Image point grounding data
[Start of section]

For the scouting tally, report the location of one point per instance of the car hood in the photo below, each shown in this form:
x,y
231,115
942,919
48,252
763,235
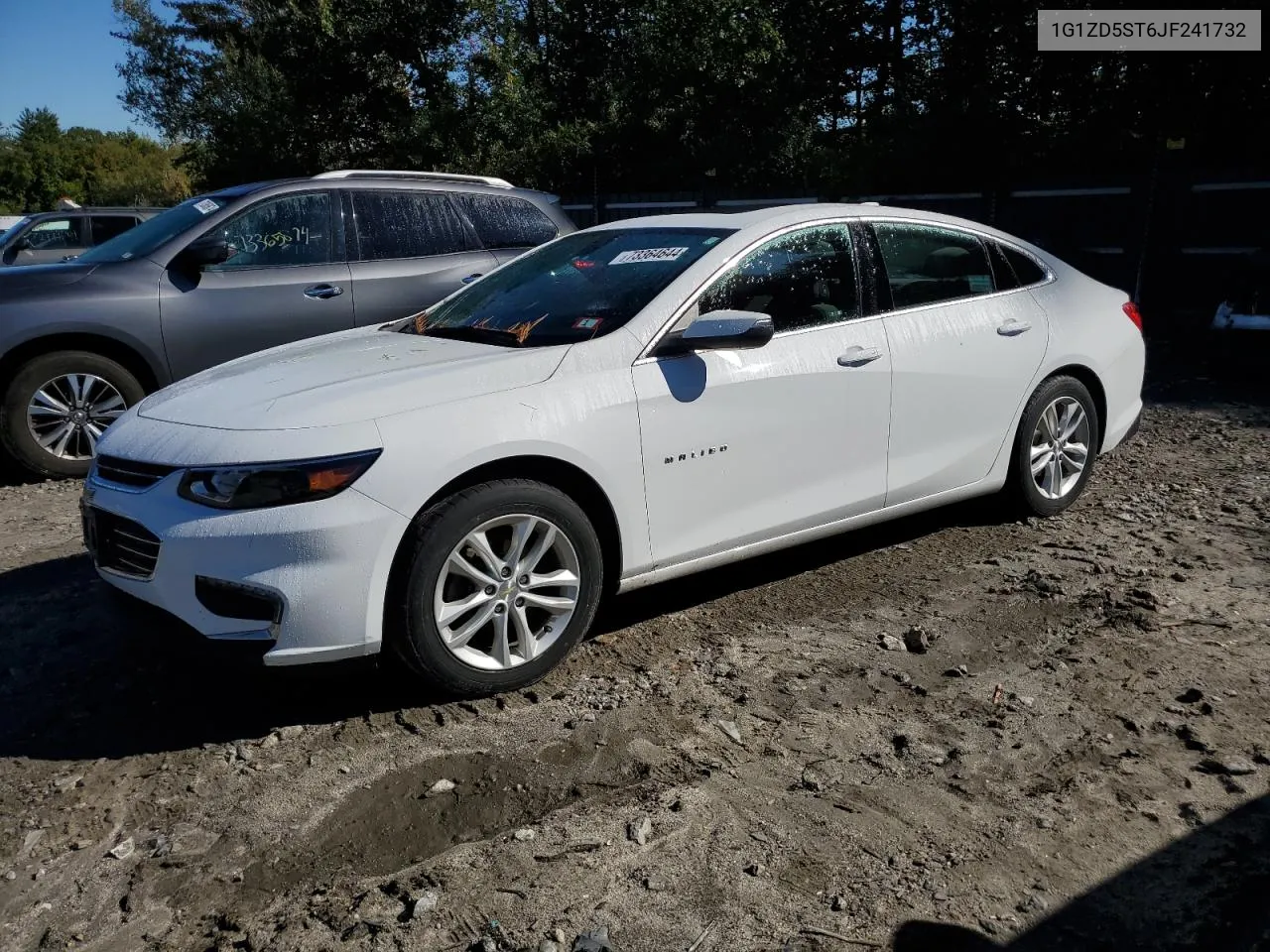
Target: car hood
x,y
345,377
41,276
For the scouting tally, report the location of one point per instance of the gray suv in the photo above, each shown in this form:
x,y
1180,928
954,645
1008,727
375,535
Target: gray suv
x,y
51,236
234,272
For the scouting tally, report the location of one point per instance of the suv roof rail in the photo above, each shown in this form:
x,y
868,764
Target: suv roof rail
x,y
397,175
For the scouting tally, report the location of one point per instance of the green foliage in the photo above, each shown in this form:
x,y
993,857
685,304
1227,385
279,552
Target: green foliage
x,y
40,163
838,95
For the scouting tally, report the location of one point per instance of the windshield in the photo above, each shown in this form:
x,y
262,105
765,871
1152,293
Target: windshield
x,y
153,232
12,230
579,287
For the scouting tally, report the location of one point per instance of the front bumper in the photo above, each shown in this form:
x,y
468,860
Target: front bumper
x,y
321,566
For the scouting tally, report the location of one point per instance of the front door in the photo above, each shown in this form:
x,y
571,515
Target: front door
x,y
286,281
748,444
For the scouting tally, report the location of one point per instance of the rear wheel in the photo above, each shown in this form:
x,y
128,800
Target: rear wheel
x,y
503,580
59,405
1055,448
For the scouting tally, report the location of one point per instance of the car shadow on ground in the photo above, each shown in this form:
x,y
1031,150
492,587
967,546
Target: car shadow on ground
x,y
1205,892
87,674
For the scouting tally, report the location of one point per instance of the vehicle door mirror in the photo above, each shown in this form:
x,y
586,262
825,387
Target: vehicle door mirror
x,y
720,330
207,250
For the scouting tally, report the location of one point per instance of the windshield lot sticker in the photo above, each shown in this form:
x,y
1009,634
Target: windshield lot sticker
x,y
649,254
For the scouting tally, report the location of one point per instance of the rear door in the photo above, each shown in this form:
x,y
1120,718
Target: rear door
x,y
506,225
962,349
412,249
287,280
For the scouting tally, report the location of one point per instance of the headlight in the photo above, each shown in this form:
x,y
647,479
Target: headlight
x,y
258,485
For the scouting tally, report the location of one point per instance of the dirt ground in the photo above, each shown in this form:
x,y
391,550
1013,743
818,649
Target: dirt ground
x,y
1079,758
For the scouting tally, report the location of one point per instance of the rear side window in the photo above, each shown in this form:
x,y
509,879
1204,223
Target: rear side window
x,y
407,225
1025,268
107,226
506,222
926,266
1002,272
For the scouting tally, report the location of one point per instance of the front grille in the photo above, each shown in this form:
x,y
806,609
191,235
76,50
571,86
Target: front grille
x,y
125,546
127,472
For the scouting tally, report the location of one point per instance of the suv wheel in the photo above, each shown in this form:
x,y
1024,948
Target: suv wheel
x,y
56,408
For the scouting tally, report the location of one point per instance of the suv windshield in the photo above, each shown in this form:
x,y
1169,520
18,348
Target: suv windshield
x,y
579,287
146,236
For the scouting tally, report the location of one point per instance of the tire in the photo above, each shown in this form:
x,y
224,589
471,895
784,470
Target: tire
x,y
481,666
1034,495
50,372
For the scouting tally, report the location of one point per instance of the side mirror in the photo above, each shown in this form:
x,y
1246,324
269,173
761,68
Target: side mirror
x,y
209,249
720,330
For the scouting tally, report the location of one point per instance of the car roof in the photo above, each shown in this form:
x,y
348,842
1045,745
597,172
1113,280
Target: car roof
x,y
395,179
763,220
94,209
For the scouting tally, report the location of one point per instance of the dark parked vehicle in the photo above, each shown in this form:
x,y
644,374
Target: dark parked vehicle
x,y
51,236
234,272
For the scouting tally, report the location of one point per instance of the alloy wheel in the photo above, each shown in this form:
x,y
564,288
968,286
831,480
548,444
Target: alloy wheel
x,y
68,414
1060,447
507,592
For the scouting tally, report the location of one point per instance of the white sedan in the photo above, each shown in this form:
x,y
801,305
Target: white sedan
x,y
626,404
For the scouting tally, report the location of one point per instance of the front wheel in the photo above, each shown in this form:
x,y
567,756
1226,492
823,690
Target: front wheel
x,y
59,405
1056,447
503,580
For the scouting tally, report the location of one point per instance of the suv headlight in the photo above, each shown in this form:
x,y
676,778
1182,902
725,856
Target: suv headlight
x,y
259,485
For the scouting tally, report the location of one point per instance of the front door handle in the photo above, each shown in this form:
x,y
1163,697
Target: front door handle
x,y
858,356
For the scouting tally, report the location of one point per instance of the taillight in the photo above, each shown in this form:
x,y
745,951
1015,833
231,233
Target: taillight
x,y
1132,312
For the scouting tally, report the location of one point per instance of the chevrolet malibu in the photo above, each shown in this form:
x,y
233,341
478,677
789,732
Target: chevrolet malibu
x,y
626,404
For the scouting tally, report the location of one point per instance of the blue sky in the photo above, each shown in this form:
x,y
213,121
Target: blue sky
x,y
60,54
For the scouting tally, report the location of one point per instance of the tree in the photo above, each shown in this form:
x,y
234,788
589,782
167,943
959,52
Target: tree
x,y
40,163
271,87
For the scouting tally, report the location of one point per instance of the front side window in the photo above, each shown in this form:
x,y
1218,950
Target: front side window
x,y
506,222
107,226
926,264
581,286
802,280
393,225
56,235
280,231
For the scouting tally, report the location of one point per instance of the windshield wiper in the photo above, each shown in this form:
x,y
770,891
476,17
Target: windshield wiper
x,y
480,335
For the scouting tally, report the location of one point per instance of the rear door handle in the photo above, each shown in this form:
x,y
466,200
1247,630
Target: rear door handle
x,y
858,356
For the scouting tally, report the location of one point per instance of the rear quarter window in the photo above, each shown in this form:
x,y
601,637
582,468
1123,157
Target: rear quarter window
x,y
506,222
1025,268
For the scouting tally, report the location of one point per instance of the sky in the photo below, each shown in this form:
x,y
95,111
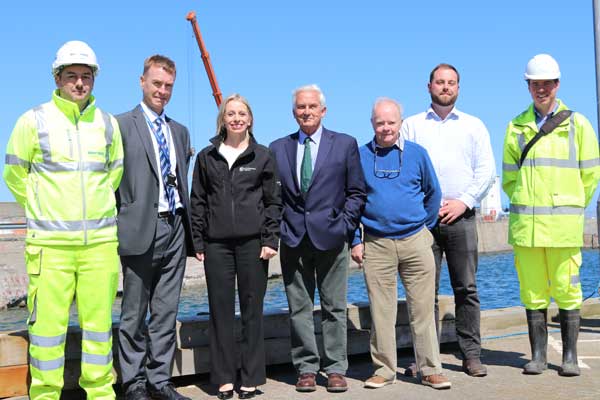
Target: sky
x,y
355,51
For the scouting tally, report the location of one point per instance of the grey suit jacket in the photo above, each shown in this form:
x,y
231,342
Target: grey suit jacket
x,y
137,196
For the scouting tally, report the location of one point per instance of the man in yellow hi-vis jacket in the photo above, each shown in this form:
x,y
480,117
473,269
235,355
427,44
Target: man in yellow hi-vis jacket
x,y
63,164
549,189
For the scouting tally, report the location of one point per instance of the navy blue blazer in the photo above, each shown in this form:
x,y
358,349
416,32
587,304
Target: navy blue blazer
x,y
330,210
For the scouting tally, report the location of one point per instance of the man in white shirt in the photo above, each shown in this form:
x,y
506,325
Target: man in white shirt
x,y
459,147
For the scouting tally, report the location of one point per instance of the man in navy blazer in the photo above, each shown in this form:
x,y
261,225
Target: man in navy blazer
x,y
323,194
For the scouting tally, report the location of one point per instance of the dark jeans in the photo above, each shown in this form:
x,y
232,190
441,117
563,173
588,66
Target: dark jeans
x,y
225,261
459,242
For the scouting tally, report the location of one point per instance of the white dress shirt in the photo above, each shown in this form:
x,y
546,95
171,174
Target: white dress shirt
x,y
314,141
151,116
460,150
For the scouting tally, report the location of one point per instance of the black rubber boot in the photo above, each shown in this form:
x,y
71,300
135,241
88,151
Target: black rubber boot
x,y
569,331
538,339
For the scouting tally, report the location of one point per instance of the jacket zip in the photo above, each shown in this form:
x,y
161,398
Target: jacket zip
x,y
70,143
37,196
83,200
232,176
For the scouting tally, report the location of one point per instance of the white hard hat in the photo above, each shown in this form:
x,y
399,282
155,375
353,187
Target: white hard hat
x,y
75,52
542,67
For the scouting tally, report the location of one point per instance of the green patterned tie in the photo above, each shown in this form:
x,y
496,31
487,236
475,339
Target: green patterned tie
x,y
306,167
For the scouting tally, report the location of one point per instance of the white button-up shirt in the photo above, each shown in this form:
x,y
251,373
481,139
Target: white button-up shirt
x,y
315,140
151,116
460,150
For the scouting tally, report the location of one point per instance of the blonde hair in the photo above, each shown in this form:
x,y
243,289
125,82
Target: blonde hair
x,y
161,61
221,130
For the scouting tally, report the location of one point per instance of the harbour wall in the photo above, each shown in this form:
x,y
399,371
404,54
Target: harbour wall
x,y
493,237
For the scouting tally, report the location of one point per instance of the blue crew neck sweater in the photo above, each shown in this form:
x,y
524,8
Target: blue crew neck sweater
x,y
403,193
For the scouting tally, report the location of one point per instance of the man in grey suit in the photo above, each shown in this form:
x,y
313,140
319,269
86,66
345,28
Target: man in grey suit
x,y
154,235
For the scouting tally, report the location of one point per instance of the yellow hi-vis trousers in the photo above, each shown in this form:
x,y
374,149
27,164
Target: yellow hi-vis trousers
x,y
546,272
56,275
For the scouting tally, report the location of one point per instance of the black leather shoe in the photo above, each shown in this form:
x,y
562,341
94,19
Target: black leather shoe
x,y
167,392
245,394
225,395
137,392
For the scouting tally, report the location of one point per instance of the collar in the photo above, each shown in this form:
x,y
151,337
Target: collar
x,y
151,115
71,109
315,137
539,117
431,114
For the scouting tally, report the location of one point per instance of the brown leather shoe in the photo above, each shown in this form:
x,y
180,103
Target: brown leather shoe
x,y
336,383
411,371
474,367
306,383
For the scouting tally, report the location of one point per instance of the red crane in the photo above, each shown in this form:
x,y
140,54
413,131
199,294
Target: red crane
x,y
205,59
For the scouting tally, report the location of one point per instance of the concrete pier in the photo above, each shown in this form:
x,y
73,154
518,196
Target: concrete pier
x,y
500,326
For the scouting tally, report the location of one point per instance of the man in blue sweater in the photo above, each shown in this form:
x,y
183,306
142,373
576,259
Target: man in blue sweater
x,y
403,199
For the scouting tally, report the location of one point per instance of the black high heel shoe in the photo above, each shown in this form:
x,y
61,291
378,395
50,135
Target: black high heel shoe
x,y
225,395
244,394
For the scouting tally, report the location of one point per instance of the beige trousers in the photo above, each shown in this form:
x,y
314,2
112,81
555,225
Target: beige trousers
x,y
412,258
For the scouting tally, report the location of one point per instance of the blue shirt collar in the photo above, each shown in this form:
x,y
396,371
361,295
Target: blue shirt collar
x,y
151,115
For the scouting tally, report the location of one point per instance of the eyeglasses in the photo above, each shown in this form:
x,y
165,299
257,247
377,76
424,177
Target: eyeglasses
x,y
387,173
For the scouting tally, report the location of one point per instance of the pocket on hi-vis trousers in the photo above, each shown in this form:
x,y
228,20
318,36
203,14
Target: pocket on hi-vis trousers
x,y
33,261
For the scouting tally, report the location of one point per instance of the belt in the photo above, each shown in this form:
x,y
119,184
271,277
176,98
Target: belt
x,y
167,214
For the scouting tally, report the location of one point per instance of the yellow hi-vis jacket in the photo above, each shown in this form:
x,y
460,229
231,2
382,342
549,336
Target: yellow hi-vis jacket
x,y
557,180
63,166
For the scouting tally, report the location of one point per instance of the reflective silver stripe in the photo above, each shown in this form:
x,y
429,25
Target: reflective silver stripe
x,y
571,162
71,225
116,164
47,365
47,341
96,336
68,166
538,210
510,167
11,159
96,359
43,135
550,162
594,162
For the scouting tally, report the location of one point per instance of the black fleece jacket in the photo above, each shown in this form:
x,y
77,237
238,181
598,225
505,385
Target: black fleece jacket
x,y
241,202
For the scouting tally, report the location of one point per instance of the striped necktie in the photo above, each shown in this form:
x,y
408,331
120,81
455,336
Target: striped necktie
x,y
165,163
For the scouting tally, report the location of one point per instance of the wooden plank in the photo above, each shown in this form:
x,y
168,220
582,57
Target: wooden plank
x,y
13,348
13,381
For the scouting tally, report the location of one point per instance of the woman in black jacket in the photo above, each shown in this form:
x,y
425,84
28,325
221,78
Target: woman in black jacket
x,y
235,210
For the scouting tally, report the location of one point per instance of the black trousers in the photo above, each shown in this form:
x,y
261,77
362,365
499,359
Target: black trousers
x,y
224,262
459,242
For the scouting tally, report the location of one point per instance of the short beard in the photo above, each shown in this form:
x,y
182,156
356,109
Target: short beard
x,y
437,100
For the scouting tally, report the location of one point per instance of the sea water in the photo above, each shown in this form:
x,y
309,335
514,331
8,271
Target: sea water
x,y
497,284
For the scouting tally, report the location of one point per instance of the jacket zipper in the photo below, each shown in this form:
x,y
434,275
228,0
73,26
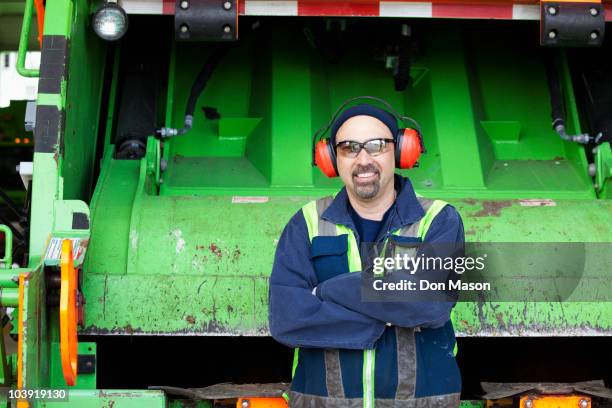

[End of section]

HOW TO COMPLETE THIS TASK: Exact text is required for the lines from the one with "Target: sea water" through the last line of the entries, both included. Omit pictures.

COMPLETED EXERCISE:
Target: sea water
x,y
497,284
For the scouting tally, report the location of one point per instance of the jacket zipper in the photo below, each shown in this form:
x,y
434,275
228,0
73,26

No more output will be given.